Exercise objective =
Write out everything in the records exactly, apart from the pictures.

>>

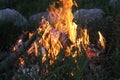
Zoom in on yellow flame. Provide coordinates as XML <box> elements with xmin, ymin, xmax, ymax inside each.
<box><xmin>11</xmin><ymin>0</ymin><xmax>107</xmax><ymax>65</ymax></box>
<box><xmin>27</xmin><ymin>44</ymin><xmax>34</xmax><ymax>54</ymax></box>
<box><xmin>71</xmin><ymin>72</ymin><xmax>74</xmax><ymax>77</ymax></box>
<box><xmin>18</xmin><ymin>39</ymin><xmax>22</xmax><ymax>43</ymax></box>
<box><xmin>34</xmin><ymin>42</ymin><xmax>38</xmax><ymax>56</ymax></box>
<box><xmin>29</xmin><ymin>33</ymin><xmax>33</xmax><ymax>39</ymax></box>
<box><xmin>27</xmin><ymin>42</ymin><xmax>38</xmax><ymax>56</ymax></box>
<box><xmin>12</xmin><ymin>38</ymin><xmax>22</xmax><ymax>51</ymax></box>
<box><xmin>36</xmin><ymin>0</ymin><xmax>78</xmax><ymax>60</ymax></box>
<box><xmin>49</xmin><ymin>0</ymin><xmax>77</xmax><ymax>43</ymax></box>
<box><xmin>98</xmin><ymin>31</ymin><xmax>105</xmax><ymax>49</ymax></box>
<box><xmin>81</xmin><ymin>29</ymin><xmax>89</xmax><ymax>46</ymax></box>
<box><xmin>13</xmin><ymin>47</ymin><xmax>16</xmax><ymax>51</ymax></box>
<box><xmin>8</xmin><ymin>0</ymin><xmax>108</xmax><ymax>68</ymax></box>
<box><xmin>42</xmin><ymin>54</ymin><xmax>46</xmax><ymax>63</ymax></box>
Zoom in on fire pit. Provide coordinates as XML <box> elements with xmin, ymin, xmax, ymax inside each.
<box><xmin>0</xmin><ymin>0</ymin><xmax>106</xmax><ymax>79</ymax></box>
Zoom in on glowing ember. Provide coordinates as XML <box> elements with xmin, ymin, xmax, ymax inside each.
<box><xmin>19</xmin><ymin>57</ymin><xmax>24</xmax><ymax>65</ymax></box>
<box><xmin>12</xmin><ymin>38</ymin><xmax>22</xmax><ymax>51</ymax></box>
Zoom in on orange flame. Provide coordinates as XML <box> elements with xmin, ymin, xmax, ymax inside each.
<box><xmin>35</xmin><ymin>0</ymin><xmax>78</xmax><ymax>60</ymax></box>
<box><xmin>80</xmin><ymin>29</ymin><xmax>106</xmax><ymax>59</ymax></box>
<box><xmin>49</xmin><ymin>0</ymin><xmax>77</xmax><ymax>43</ymax></box>
<box><xmin>11</xmin><ymin>0</ymin><xmax>106</xmax><ymax>65</ymax></box>
<box><xmin>34</xmin><ymin>42</ymin><xmax>38</xmax><ymax>56</ymax></box>
<box><xmin>98</xmin><ymin>31</ymin><xmax>105</xmax><ymax>49</ymax></box>
<box><xmin>29</xmin><ymin>32</ymin><xmax>33</xmax><ymax>38</ymax></box>
<box><xmin>82</xmin><ymin>29</ymin><xmax>90</xmax><ymax>45</ymax></box>
<box><xmin>12</xmin><ymin>38</ymin><xmax>22</xmax><ymax>51</ymax></box>
<box><xmin>27</xmin><ymin>42</ymin><xmax>38</xmax><ymax>56</ymax></box>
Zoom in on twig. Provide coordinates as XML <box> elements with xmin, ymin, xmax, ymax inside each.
<box><xmin>0</xmin><ymin>31</ymin><xmax>42</xmax><ymax>73</ymax></box>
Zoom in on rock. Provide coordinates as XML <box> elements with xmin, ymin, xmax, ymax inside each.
<box><xmin>109</xmin><ymin>0</ymin><xmax>119</xmax><ymax>4</ymax></box>
<box><xmin>0</xmin><ymin>8</ymin><xmax>29</xmax><ymax>28</ymax></box>
<box><xmin>109</xmin><ymin>0</ymin><xmax>120</xmax><ymax>7</ymax></box>
<box><xmin>28</xmin><ymin>11</ymin><xmax>59</xmax><ymax>30</ymax></box>
<box><xmin>74</xmin><ymin>9</ymin><xmax>105</xmax><ymax>45</ymax></box>
<box><xmin>28</xmin><ymin>11</ymin><xmax>49</xmax><ymax>30</ymax></box>
<box><xmin>73</xmin><ymin>8</ymin><xmax>105</xmax><ymax>23</ymax></box>
<box><xmin>0</xmin><ymin>8</ymin><xmax>29</xmax><ymax>51</ymax></box>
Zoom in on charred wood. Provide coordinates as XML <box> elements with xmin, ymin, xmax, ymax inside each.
<box><xmin>0</xmin><ymin>31</ymin><xmax>41</xmax><ymax>73</ymax></box>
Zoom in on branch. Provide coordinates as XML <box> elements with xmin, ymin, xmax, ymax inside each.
<box><xmin>0</xmin><ymin>31</ymin><xmax>42</xmax><ymax>73</ymax></box>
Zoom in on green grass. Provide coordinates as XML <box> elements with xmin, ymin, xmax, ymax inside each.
<box><xmin>9</xmin><ymin>50</ymin><xmax>89</xmax><ymax>80</ymax></box>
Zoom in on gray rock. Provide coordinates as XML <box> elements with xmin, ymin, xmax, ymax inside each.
<box><xmin>73</xmin><ymin>8</ymin><xmax>105</xmax><ymax>23</ymax></box>
<box><xmin>0</xmin><ymin>8</ymin><xmax>29</xmax><ymax>51</ymax></box>
<box><xmin>29</xmin><ymin>11</ymin><xmax>59</xmax><ymax>30</ymax></box>
<box><xmin>109</xmin><ymin>0</ymin><xmax>120</xmax><ymax>6</ymax></box>
<box><xmin>109</xmin><ymin>0</ymin><xmax>119</xmax><ymax>4</ymax></box>
<box><xmin>0</xmin><ymin>8</ymin><xmax>29</xmax><ymax>28</ymax></box>
<box><xmin>29</xmin><ymin>11</ymin><xmax>49</xmax><ymax>29</ymax></box>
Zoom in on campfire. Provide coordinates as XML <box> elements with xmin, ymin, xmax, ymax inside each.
<box><xmin>12</xmin><ymin>0</ymin><xmax>105</xmax><ymax>65</ymax></box>
<box><xmin>0</xmin><ymin>0</ymin><xmax>106</xmax><ymax>79</ymax></box>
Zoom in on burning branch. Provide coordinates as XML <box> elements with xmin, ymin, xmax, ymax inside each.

<<

Written response =
Zoom in on yellow flame. Provide coordinates as XML <box> elements with xmin, ymin, xmax, ymax inside each.
<box><xmin>11</xmin><ymin>0</ymin><xmax>107</xmax><ymax>65</ymax></box>
<box><xmin>27</xmin><ymin>44</ymin><xmax>34</xmax><ymax>54</ymax></box>
<box><xmin>71</xmin><ymin>72</ymin><xmax>74</xmax><ymax>77</ymax></box>
<box><xmin>18</xmin><ymin>39</ymin><xmax>22</xmax><ymax>43</ymax></box>
<box><xmin>34</xmin><ymin>42</ymin><xmax>38</xmax><ymax>56</ymax></box>
<box><xmin>29</xmin><ymin>33</ymin><xmax>33</xmax><ymax>39</ymax></box>
<box><xmin>27</xmin><ymin>42</ymin><xmax>38</xmax><ymax>56</ymax></box>
<box><xmin>12</xmin><ymin>38</ymin><xmax>22</xmax><ymax>51</ymax></box>
<box><xmin>36</xmin><ymin>0</ymin><xmax>78</xmax><ymax>60</ymax></box>
<box><xmin>49</xmin><ymin>0</ymin><xmax>77</xmax><ymax>43</ymax></box>
<box><xmin>98</xmin><ymin>31</ymin><xmax>105</xmax><ymax>49</ymax></box>
<box><xmin>81</xmin><ymin>29</ymin><xmax>89</xmax><ymax>46</ymax></box>
<box><xmin>13</xmin><ymin>47</ymin><xmax>16</xmax><ymax>51</ymax></box>
<box><xmin>8</xmin><ymin>0</ymin><xmax>108</xmax><ymax>68</ymax></box>
<box><xmin>42</xmin><ymin>54</ymin><xmax>46</xmax><ymax>63</ymax></box>
Zoom in on fire pit. Provide coordinates as XML <box> elements with xmin, ymin, xmax, ymax inside each.
<box><xmin>0</xmin><ymin>0</ymin><xmax>106</xmax><ymax>79</ymax></box>
Zoom in on glowing ember. Provide coordinates as XML <box> elements with xmin, ymin, xmax, ymax inside each.
<box><xmin>19</xmin><ymin>57</ymin><xmax>24</xmax><ymax>65</ymax></box>
<box><xmin>12</xmin><ymin>38</ymin><xmax>22</xmax><ymax>51</ymax></box>
Zoom in on orange flame. Provide coordinates as XML <box> elements with xmin, ymin, xmax, ymax inside each.
<box><xmin>35</xmin><ymin>0</ymin><xmax>78</xmax><ymax>60</ymax></box>
<box><xmin>80</xmin><ymin>29</ymin><xmax>106</xmax><ymax>59</ymax></box>
<box><xmin>49</xmin><ymin>0</ymin><xmax>77</xmax><ymax>43</ymax></box>
<box><xmin>11</xmin><ymin>0</ymin><xmax>106</xmax><ymax>65</ymax></box>
<box><xmin>34</xmin><ymin>42</ymin><xmax>38</xmax><ymax>56</ymax></box>
<box><xmin>98</xmin><ymin>31</ymin><xmax>105</xmax><ymax>49</ymax></box>
<box><xmin>29</xmin><ymin>32</ymin><xmax>33</xmax><ymax>38</ymax></box>
<box><xmin>82</xmin><ymin>29</ymin><xmax>90</xmax><ymax>45</ymax></box>
<box><xmin>12</xmin><ymin>38</ymin><xmax>22</xmax><ymax>51</ymax></box>
<box><xmin>27</xmin><ymin>42</ymin><xmax>38</xmax><ymax>56</ymax></box>
Zoom in on twig. Provide coordinates as XML <box> elements with xmin, ymin, xmax, ymax inside each.
<box><xmin>0</xmin><ymin>31</ymin><xmax>42</xmax><ymax>73</ymax></box>
Zoom in on rock. Provide coordinates as XML <box> elements with xmin, ymin, xmax, ymax inside each.
<box><xmin>109</xmin><ymin>0</ymin><xmax>119</xmax><ymax>4</ymax></box>
<box><xmin>0</xmin><ymin>8</ymin><xmax>29</xmax><ymax>28</ymax></box>
<box><xmin>109</xmin><ymin>0</ymin><xmax>120</xmax><ymax>7</ymax></box>
<box><xmin>28</xmin><ymin>11</ymin><xmax>59</xmax><ymax>30</ymax></box>
<box><xmin>74</xmin><ymin>9</ymin><xmax>105</xmax><ymax>45</ymax></box>
<box><xmin>28</xmin><ymin>11</ymin><xmax>49</xmax><ymax>30</ymax></box>
<box><xmin>73</xmin><ymin>8</ymin><xmax>105</xmax><ymax>23</ymax></box>
<box><xmin>0</xmin><ymin>8</ymin><xmax>29</xmax><ymax>51</ymax></box>
Zoom in on charred wood. Provide coordinates as XML <box> elements with xmin, ymin, xmax, ymax inside each.
<box><xmin>0</xmin><ymin>31</ymin><xmax>41</xmax><ymax>73</ymax></box>
Zoom in on branch. Provide coordinates as XML <box> elements with xmin, ymin, xmax, ymax inside each.
<box><xmin>0</xmin><ymin>31</ymin><xmax>42</xmax><ymax>73</ymax></box>
Zoom in on green grass. Provide coordinates as XML <box> elements with xmin, ymin, xmax, ymax inside each.
<box><xmin>9</xmin><ymin>50</ymin><xmax>89</xmax><ymax>80</ymax></box>
Zoom in on gray rock. Provide coordinates as XML <box> elements with xmin, ymin, xmax, ymax inside each.
<box><xmin>73</xmin><ymin>8</ymin><xmax>105</xmax><ymax>23</ymax></box>
<box><xmin>0</xmin><ymin>8</ymin><xmax>29</xmax><ymax>51</ymax></box>
<box><xmin>29</xmin><ymin>11</ymin><xmax>59</xmax><ymax>30</ymax></box>
<box><xmin>109</xmin><ymin>0</ymin><xmax>120</xmax><ymax>6</ymax></box>
<box><xmin>109</xmin><ymin>0</ymin><xmax>119</xmax><ymax>4</ymax></box>
<box><xmin>0</xmin><ymin>8</ymin><xmax>29</xmax><ymax>28</ymax></box>
<box><xmin>29</xmin><ymin>11</ymin><xmax>49</xmax><ymax>29</ymax></box>
Zoom in on campfire. Provide coordinates as XML <box> elements with xmin, ymin, xmax, ymax inside each.
<box><xmin>12</xmin><ymin>0</ymin><xmax>105</xmax><ymax>65</ymax></box>
<box><xmin>0</xmin><ymin>0</ymin><xmax>106</xmax><ymax>79</ymax></box>
Zoom in on burning branch. Provide coordinates as XML <box> elements with xmin, ymin, xmax, ymax inside each.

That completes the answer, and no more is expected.